== Description of the task ==
Throughout the records below, find the lines with the string "textured" and give how many there are, nothing else.

══════

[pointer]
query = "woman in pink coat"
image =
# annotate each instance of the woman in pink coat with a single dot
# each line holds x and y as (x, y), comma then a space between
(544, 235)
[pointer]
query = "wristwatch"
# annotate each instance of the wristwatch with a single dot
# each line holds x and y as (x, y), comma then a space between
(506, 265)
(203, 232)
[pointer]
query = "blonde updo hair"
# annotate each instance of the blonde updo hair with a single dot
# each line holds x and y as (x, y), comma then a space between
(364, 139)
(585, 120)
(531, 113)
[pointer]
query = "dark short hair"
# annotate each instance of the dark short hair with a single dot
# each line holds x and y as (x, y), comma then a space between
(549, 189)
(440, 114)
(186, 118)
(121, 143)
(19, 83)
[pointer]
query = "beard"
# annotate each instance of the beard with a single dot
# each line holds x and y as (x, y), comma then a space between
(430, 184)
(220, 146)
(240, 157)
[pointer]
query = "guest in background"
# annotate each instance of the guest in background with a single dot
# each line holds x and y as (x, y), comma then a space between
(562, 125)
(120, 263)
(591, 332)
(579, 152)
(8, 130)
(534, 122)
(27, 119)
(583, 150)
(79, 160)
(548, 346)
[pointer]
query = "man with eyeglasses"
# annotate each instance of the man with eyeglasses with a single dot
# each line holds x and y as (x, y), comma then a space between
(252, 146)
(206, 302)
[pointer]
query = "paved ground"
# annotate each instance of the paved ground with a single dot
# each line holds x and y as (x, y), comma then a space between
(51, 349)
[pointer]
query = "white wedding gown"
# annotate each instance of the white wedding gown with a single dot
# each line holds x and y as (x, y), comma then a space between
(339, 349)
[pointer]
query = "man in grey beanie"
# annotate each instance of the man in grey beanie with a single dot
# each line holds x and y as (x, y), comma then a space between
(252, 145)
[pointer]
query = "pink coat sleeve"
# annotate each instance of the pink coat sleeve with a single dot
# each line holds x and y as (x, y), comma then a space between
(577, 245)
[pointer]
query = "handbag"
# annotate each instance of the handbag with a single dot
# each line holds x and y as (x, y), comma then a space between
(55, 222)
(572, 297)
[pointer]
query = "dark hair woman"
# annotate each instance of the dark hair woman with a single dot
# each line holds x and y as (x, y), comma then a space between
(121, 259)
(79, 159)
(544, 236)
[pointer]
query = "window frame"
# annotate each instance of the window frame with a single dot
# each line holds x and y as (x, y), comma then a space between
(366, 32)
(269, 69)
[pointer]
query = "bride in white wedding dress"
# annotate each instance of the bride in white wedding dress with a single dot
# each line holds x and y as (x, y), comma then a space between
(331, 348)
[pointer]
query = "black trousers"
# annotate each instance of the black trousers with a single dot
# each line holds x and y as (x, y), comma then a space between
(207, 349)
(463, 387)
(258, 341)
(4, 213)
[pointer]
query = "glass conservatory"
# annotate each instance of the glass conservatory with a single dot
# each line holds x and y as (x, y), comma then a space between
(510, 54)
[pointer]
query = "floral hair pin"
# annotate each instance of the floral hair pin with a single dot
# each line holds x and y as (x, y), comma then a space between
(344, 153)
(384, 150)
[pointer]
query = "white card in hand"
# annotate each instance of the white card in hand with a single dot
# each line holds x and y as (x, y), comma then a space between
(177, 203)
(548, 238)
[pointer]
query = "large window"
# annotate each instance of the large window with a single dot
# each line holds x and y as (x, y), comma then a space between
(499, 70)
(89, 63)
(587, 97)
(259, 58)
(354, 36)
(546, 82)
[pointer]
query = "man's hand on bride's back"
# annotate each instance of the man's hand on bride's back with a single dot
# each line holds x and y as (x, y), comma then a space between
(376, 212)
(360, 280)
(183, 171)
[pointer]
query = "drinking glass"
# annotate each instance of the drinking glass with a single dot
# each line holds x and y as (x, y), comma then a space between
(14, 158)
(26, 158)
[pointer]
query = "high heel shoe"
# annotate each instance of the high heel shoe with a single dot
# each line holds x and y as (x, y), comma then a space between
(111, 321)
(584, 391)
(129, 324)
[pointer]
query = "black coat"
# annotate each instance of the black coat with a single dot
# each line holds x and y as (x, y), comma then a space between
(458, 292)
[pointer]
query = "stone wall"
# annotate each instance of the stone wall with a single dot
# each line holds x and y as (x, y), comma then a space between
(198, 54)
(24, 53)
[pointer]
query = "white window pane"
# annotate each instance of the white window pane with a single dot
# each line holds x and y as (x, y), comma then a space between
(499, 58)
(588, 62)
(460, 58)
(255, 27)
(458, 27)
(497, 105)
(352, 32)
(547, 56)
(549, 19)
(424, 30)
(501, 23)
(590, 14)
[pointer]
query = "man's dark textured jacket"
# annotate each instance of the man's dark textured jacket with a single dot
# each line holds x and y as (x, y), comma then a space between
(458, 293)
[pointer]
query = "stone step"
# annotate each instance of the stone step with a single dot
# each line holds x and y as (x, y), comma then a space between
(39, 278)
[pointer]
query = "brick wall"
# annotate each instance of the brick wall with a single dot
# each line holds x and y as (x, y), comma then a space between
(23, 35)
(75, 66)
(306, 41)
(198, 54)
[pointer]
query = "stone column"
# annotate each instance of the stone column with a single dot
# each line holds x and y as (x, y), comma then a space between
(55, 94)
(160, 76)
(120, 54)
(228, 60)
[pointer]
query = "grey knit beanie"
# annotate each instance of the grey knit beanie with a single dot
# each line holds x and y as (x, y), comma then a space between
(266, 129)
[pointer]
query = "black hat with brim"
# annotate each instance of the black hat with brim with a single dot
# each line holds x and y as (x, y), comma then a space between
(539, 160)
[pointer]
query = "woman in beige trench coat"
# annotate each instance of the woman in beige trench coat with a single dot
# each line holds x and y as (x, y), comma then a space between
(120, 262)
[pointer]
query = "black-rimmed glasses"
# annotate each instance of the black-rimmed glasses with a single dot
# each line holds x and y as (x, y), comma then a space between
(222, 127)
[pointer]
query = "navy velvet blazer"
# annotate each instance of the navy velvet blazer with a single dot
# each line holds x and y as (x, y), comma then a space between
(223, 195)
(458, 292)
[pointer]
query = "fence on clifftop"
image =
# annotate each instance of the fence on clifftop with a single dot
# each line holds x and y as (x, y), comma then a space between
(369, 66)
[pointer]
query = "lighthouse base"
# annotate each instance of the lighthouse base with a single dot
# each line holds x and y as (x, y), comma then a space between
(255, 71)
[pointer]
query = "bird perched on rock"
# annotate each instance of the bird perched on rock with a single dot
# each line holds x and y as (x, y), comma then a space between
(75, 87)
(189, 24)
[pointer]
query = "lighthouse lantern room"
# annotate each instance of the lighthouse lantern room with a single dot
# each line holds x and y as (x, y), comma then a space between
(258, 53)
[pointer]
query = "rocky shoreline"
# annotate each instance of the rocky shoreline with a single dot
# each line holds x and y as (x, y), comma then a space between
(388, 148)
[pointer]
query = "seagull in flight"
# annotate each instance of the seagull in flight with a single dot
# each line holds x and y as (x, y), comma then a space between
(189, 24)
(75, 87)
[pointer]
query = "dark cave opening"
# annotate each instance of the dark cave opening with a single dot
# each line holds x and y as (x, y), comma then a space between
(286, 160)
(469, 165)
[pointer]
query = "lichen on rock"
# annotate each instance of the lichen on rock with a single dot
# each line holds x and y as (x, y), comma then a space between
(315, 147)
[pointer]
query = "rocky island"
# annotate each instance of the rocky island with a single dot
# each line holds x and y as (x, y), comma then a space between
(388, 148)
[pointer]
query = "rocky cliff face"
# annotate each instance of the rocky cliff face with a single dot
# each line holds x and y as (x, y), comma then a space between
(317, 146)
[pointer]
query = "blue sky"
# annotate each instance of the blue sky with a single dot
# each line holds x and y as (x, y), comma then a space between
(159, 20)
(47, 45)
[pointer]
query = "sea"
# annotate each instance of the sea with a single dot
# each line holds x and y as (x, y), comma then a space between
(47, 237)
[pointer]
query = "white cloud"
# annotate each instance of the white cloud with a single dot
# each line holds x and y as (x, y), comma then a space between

══════

== Answer space ==
2